■ ASSIGNMENT: Find the line holding "Target: white door" in the entries below. Give it again exactly, along with every line after it up to and including the line holding "Target: doorway".

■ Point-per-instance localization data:
┌──

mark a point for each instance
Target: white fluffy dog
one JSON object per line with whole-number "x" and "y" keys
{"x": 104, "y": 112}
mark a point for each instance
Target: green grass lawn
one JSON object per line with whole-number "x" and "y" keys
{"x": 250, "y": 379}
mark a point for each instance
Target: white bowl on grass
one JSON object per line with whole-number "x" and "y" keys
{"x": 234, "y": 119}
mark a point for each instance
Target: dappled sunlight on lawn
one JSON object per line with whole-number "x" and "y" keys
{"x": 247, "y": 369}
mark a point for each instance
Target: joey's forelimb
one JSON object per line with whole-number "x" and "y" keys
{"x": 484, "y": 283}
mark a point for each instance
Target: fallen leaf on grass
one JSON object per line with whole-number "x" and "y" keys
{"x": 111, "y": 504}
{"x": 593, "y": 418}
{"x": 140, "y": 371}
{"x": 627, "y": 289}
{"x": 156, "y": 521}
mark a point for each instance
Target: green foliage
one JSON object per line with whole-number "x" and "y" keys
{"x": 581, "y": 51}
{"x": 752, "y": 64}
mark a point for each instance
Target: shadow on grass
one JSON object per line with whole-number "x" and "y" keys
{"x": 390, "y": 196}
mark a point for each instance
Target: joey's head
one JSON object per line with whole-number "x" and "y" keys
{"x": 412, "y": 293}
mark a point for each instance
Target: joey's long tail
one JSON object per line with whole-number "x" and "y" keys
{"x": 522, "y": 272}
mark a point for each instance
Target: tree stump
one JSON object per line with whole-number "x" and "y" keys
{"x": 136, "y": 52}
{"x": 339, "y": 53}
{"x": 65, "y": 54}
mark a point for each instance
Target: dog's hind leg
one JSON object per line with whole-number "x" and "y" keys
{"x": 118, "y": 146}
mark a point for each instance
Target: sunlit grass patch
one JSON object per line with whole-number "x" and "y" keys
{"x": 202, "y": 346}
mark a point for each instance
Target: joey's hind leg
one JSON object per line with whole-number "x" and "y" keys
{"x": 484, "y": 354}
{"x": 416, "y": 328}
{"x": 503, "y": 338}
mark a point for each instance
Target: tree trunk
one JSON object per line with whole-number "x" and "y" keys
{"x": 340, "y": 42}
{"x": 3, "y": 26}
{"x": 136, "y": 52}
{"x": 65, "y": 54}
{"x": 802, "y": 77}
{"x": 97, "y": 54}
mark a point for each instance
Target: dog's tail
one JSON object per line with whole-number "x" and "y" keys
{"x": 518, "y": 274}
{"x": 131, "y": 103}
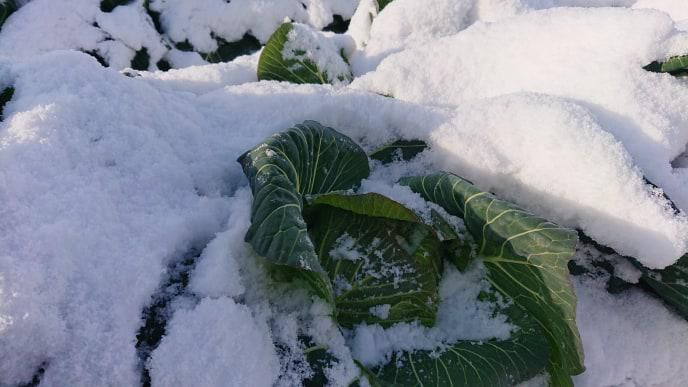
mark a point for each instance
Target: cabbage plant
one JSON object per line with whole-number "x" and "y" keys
{"x": 304, "y": 183}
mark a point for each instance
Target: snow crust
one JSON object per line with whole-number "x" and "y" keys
{"x": 105, "y": 179}
{"x": 564, "y": 83}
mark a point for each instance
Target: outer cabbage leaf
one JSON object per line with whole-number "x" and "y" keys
{"x": 7, "y": 7}
{"x": 670, "y": 283}
{"x": 384, "y": 262}
{"x": 492, "y": 363}
{"x": 526, "y": 257}
{"x": 306, "y": 159}
{"x": 676, "y": 65}
{"x": 273, "y": 65}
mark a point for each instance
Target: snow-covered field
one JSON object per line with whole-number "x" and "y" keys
{"x": 120, "y": 190}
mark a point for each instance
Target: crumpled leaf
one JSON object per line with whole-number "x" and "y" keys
{"x": 491, "y": 363}
{"x": 383, "y": 261}
{"x": 306, "y": 159}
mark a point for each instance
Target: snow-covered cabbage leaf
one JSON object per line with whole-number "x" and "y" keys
{"x": 109, "y": 5}
{"x": 670, "y": 283}
{"x": 526, "y": 257}
{"x": 382, "y": 4}
{"x": 383, "y": 261}
{"x": 306, "y": 159}
{"x": 491, "y": 363}
{"x": 398, "y": 150}
{"x": 292, "y": 57}
{"x": 676, "y": 65}
{"x": 6, "y": 8}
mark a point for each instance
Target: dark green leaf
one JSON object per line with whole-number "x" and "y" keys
{"x": 155, "y": 18}
{"x": 227, "y": 51}
{"x": 384, "y": 262}
{"x": 141, "y": 60}
{"x": 109, "y": 5}
{"x": 526, "y": 257}
{"x": 272, "y": 64}
{"x": 399, "y": 150}
{"x": 6, "y": 8}
{"x": 381, "y": 4}
{"x": 338, "y": 25}
{"x": 676, "y": 65}
{"x": 670, "y": 283}
{"x": 306, "y": 159}
{"x": 5, "y": 97}
{"x": 492, "y": 363}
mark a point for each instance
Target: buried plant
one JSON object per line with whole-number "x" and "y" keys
{"x": 307, "y": 218}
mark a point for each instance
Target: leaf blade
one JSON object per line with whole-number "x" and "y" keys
{"x": 526, "y": 257}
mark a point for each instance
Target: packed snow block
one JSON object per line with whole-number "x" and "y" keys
{"x": 591, "y": 124}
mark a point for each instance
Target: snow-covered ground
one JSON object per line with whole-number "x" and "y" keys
{"x": 107, "y": 181}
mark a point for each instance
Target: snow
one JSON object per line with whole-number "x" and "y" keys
{"x": 461, "y": 316}
{"x": 199, "y": 21}
{"x": 627, "y": 122}
{"x": 201, "y": 344}
{"x": 630, "y": 340}
{"x": 47, "y": 25}
{"x": 106, "y": 180}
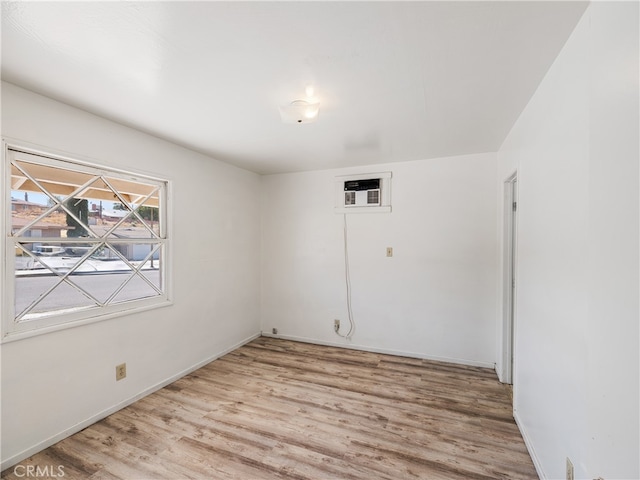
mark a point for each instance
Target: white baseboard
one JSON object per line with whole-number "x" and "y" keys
{"x": 9, "y": 462}
{"x": 529, "y": 445}
{"x": 386, "y": 351}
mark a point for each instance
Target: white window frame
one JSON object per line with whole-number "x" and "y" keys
{"x": 14, "y": 330}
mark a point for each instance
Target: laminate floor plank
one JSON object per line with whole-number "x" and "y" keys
{"x": 280, "y": 409}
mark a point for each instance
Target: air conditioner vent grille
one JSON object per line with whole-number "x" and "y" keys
{"x": 349, "y": 198}
{"x": 373, "y": 197}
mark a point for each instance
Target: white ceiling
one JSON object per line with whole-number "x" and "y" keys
{"x": 396, "y": 81}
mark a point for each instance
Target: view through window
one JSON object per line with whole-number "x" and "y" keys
{"x": 85, "y": 240}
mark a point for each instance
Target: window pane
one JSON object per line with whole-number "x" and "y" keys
{"x": 84, "y": 238}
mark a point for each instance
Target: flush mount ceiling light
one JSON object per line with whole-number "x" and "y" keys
{"x": 300, "y": 111}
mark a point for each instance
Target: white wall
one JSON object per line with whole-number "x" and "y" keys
{"x": 434, "y": 298}
{"x": 575, "y": 148}
{"x": 52, "y": 384}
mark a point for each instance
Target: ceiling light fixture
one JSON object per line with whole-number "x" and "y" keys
{"x": 300, "y": 111}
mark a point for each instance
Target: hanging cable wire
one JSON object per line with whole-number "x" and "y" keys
{"x": 347, "y": 278}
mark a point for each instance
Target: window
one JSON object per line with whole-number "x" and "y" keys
{"x": 81, "y": 242}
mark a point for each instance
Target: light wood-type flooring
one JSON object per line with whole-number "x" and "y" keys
{"x": 280, "y": 409}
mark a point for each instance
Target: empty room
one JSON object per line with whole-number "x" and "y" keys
{"x": 320, "y": 240}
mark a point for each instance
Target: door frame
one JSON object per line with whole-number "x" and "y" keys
{"x": 509, "y": 275}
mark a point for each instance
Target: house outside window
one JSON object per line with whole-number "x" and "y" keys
{"x": 90, "y": 242}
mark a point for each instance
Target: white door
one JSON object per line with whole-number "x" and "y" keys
{"x": 510, "y": 277}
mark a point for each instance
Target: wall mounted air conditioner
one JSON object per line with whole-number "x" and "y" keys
{"x": 362, "y": 193}
{"x": 369, "y": 193}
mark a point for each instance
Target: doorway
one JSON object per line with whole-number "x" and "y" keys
{"x": 510, "y": 242}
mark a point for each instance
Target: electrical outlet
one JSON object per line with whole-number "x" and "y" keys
{"x": 569, "y": 475}
{"x": 121, "y": 371}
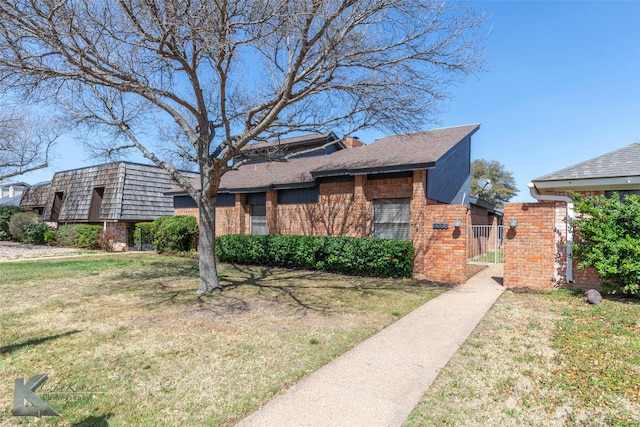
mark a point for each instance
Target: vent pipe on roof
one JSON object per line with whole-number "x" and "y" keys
{"x": 569, "y": 201}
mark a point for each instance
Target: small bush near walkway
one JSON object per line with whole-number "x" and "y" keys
{"x": 19, "y": 221}
{"x": 6, "y": 212}
{"x": 346, "y": 255}
{"x": 175, "y": 234}
{"x": 609, "y": 240}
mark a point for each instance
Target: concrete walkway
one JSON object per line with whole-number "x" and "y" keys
{"x": 380, "y": 381}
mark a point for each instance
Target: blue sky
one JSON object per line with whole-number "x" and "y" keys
{"x": 562, "y": 86}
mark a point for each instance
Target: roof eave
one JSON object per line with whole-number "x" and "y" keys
{"x": 374, "y": 170}
{"x": 591, "y": 183}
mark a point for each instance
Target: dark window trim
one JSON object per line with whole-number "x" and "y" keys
{"x": 299, "y": 195}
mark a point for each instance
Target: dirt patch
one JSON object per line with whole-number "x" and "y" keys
{"x": 12, "y": 251}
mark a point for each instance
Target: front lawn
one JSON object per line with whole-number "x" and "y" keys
{"x": 543, "y": 359}
{"x": 125, "y": 339}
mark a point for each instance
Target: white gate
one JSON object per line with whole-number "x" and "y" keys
{"x": 485, "y": 244}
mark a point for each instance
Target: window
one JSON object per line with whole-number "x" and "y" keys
{"x": 96, "y": 204}
{"x": 57, "y": 205}
{"x": 225, "y": 199}
{"x": 621, "y": 193}
{"x": 258, "y": 219}
{"x": 391, "y": 219}
{"x": 299, "y": 195}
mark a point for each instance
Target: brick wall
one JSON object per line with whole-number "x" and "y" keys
{"x": 346, "y": 209}
{"x": 536, "y": 249}
{"x": 443, "y": 252}
{"x": 529, "y": 248}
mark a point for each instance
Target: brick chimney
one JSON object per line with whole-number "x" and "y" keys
{"x": 352, "y": 141}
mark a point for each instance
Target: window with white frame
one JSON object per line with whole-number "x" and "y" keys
{"x": 391, "y": 219}
{"x": 258, "y": 219}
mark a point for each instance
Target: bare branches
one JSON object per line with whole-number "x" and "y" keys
{"x": 25, "y": 143}
{"x": 255, "y": 68}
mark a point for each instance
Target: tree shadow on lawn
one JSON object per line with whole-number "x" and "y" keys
{"x": 621, "y": 298}
{"x": 302, "y": 290}
{"x": 36, "y": 341}
{"x": 94, "y": 421}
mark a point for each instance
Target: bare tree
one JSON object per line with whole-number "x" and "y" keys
{"x": 217, "y": 74}
{"x": 25, "y": 142}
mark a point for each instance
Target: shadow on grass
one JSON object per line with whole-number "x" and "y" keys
{"x": 291, "y": 288}
{"x": 15, "y": 347}
{"x": 94, "y": 421}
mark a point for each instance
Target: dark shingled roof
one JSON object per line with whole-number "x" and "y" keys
{"x": 420, "y": 150}
{"x": 619, "y": 163}
{"x": 412, "y": 151}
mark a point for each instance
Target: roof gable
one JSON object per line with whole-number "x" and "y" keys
{"x": 420, "y": 150}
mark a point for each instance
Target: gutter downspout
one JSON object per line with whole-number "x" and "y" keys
{"x": 569, "y": 201}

└──

■ OUTPUT FOR THIS TASK:
Target: white door
one JSON object per line with whole-number "x" and "y" keys
{"x": 510, "y": 277}
mark a point for each instance
Target: wall mounted air conditioner
one JSON object per line with whole-number "x" and "y" keys
{"x": 362, "y": 193}
{"x": 369, "y": 193}
mark a point for each instance
Target: doorway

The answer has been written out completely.